Data records:
-------------------------
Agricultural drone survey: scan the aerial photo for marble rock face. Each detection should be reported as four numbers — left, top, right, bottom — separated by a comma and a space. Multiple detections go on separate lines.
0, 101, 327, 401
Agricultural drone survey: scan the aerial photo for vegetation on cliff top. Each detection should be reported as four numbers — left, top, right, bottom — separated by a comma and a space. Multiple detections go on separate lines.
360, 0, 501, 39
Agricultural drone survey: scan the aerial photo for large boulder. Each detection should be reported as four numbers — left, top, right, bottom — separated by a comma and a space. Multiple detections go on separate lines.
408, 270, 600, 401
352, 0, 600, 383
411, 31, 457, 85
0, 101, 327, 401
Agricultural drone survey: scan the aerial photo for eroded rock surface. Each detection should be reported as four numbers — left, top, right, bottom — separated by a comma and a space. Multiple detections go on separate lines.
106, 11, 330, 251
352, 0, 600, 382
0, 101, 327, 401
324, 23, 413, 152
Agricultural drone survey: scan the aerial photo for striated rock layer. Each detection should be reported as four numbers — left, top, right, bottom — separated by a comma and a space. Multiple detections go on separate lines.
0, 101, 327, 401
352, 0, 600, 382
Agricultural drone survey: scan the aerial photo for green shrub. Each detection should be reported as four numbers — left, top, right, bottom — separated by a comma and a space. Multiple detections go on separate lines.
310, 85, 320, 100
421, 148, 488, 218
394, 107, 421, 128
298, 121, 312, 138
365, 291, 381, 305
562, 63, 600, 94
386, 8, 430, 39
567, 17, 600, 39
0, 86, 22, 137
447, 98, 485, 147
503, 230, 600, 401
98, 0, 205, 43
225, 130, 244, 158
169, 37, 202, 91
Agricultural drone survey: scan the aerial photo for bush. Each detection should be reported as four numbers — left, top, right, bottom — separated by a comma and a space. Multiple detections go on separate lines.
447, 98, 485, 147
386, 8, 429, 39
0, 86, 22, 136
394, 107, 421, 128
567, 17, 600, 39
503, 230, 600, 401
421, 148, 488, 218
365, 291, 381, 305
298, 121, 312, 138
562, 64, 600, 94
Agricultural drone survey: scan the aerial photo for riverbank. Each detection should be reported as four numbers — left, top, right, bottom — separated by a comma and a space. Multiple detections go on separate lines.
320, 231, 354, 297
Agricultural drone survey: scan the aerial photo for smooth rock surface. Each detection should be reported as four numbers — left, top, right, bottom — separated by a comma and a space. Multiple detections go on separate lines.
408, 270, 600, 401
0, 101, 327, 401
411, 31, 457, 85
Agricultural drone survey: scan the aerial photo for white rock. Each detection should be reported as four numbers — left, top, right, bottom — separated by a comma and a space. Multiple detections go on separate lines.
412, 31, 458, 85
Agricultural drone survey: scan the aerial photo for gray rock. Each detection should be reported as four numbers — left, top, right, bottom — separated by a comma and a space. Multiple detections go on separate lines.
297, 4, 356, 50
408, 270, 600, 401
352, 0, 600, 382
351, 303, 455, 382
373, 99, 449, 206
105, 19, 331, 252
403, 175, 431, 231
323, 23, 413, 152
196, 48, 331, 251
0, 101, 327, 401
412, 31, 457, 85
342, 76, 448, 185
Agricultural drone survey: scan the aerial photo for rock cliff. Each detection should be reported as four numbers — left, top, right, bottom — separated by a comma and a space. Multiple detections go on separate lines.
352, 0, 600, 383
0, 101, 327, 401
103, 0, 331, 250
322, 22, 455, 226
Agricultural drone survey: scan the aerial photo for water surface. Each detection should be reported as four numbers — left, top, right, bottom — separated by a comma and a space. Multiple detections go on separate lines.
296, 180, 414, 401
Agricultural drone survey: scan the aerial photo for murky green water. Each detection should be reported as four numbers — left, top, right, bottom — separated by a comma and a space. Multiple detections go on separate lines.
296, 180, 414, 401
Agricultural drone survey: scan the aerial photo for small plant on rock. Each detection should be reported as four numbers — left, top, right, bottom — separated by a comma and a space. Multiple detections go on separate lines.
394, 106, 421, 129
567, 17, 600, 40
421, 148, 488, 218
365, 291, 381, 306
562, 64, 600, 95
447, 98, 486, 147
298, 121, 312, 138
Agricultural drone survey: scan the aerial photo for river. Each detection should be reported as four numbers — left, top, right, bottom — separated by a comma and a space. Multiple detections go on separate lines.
-------------------------
Problem details: Exactly and without omission, set down every entry.

Exercise response:
Agricultural drone survey: scan the aerial photo for marble rock face. Each detection should be reported as four numbers — left, top, right, bottom — separated by a comma and a space. Multiple detections go on separate lines.
0, 101, 327, 401
Agricultural drone survey: scan the aerial photo for vegetation on cliff top. Each detection should be reported as four numbers — left, top, right, bottom — separated by a comma and a space. Multiple detections go on separate lines.
360, 0, 501, 39
Agricultural drone survey: scan the aerial photo for large boulder. Each detection should be reported as four numbers — left, top, right, bottom — separated by a comma and a space. Multiple detections go on separate lines.
408, 270, 600, 401
352, 0, 600, 383
411, 31, 457, 85
0, 101, 327, 401
Agricultural drone survey: scan the aerial photo for eroded rock surface. Each detection should be reported as four numbers — left, top, right, bottom — separated by a comma and a space. Multiple detections go on separate lines.
106, 11, 330, 251
352, 0, 600, 382
0, 101, 327, 401
324, 23, 413, 152
Agricultural drone survey: scan the aerial photo for striated rock layer. Each detection should be reported as four numbers — left, top, right, bottom — separated by a comma and a space. Multiple detections go on separate lines.
0, 101, 327, 401
352, 0, 600, 382
Agricultural drone survey: scan the aerial photo for green shrub. Each detection should be reported as four numbers — left, top, right, bottom — separated by a comma and a space. Multiple detections go on separate lines.
310, 85, 320, 100
421, 148, 488, 218
394, 107, 421, 128
298, 121, 312, 138
365, 291, 381, 305
562, 63, 600, 94
386, 8, 430, 39
567, 17, 600, 39
0, 86, 22, 137
447, 98, 485, 147
503, 230, 600, 401
98, 0, 205, 43
225, 130, 244, 158
169, 37, 202, 91
Agricultural drone survey: scan the aerial photo for bush. Each detection should be reported as four numbers — left, top, right, bottom — separated by a comma and a space. Multiple detections go on separate lines.
447, 98, 485, 147
386, 8, 429, 39
0, 86, 22, 136
394, 107, 421, 128
567, 17, 600, 39
503, 230, 600, 401
421, 148, 488, 218
365, 291, 381, 305
298, 121, 312, 138
562, 64, 600, 94
Agricultural drone survey: scan the aerial photo for riverbank. Each detection should be reported as four numbers — left, top, right, bottom — separated by a comma and a space. Multiple detections go on separate lines.
320, 231, 354, 297
Agricultural drone survey: scan the aerial photo for smooth rock surface. Each detection should be reported as four numbers — left, top, right, bottom — separated by a comma and a space. Multiple detections go on separate lines.
408, 270, 600, 401
0, 101, 327, 401
411, 31, 457, 85
Agricultural drone survey: scan the aerial photo for white rock. Each detection should be reported as four numbers — left, top, right, bottom — separated by a comma and a space. Multiple detections go on separate lines.
412, 31, 458, 85
Agricultural drone survey: scan the aerial photo for gray rock. Each detection should be reported as four numbers — left, top, right, bottom — separated by a comma and a space. Multiple detections go on separate lines.
297, 4, 356, 50
408, 270, 600, 401
352, 0, 600, 382
351, 303, 455, 382
373, 99, 449, 206
105, 19, 331, 252
403, 175, 431, 231
323, 23, 413, 152
196, 48, 331, 251
0, 101, 327, 401
412, 31, 457, 85
342, 76, 448, 185
Agricultural drone survey: scan the aerial photo for rock cliff. Each detection should be reported as four numbers — left, top, right, bottom — separated by a comma and a space. Multiple detections go on separate lines.
352, 0, 600, 383
0, 101, 327, 401
103, 0, 331, 250
322, 22, 455, 226
Agricultural drone survey: scan the aerial photo for water surface. Each detection should be reported as four numbers — left, top, right, bottom — separated by a comma and a space. Multiple detections go on separate lines.
296, 180, 414, 401
Agricultural drone survey: scan the aerial photo for murky green water. Each detection should be reported as four numbers — left, top, right, bottom — separated by a comma and a space. Multiple detections go on separate lines.
296, 180, 414, 401
Agricultural drone survey: scan the aerial photo for small plant on rock. Each detection should be reported as four numbers — left, top, right, bottom — separated by a comma and a space. Multiple detections go on separate lines.
394, 106, 421, 129
567, 17, 600, 40
421, 148, 488, 218
365, 291, 381, 306
562, 64, 600, 95
447, 98, 486, 147
298, 121, 312, 138
Agricultural drone survey: scan the aerial photo for river. Each detection should be reported as four numbers — left, top, right, bottom — separated by a comma and a space. Multiple detections go on separate lines.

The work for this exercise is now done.